[start of Data in this exercise]

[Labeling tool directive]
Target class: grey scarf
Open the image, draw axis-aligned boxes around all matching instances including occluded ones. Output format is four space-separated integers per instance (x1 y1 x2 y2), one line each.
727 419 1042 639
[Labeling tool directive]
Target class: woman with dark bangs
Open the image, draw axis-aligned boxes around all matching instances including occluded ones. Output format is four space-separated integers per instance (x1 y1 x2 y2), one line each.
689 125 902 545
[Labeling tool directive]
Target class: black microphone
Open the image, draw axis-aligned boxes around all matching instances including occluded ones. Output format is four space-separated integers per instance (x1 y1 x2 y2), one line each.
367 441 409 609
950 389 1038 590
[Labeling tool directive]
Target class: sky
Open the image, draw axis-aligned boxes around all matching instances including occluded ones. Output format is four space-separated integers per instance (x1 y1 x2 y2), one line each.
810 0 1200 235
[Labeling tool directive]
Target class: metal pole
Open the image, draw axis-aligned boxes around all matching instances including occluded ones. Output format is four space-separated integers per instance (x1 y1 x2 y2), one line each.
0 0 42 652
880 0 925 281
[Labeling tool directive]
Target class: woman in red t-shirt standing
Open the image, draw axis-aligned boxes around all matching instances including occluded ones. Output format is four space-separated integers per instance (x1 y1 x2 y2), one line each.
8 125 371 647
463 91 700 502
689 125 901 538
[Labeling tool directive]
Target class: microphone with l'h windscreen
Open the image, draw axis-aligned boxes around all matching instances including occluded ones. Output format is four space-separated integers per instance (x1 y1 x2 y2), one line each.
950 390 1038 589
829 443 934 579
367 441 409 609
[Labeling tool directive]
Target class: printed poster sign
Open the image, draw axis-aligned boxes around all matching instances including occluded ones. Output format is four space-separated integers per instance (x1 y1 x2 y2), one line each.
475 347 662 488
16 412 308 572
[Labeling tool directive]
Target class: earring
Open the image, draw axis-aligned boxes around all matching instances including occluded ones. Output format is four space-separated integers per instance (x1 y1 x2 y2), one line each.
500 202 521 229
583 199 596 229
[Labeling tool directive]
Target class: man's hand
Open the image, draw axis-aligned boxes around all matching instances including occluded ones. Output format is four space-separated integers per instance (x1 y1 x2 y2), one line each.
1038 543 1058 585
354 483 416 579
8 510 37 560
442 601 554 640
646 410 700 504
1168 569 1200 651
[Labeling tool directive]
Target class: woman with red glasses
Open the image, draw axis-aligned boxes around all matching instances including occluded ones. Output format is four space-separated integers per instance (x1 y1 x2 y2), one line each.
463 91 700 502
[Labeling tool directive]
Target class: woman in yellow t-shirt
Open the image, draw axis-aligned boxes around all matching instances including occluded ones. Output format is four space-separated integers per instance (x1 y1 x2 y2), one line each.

[end of Data in this exercise]

*Problem to work on*
Please display each line in the records above that contains the word "with".

*In response*
Target class: woman with dark bangs
Target class: microphone with l'h windscreen
Target class: woman with red glasses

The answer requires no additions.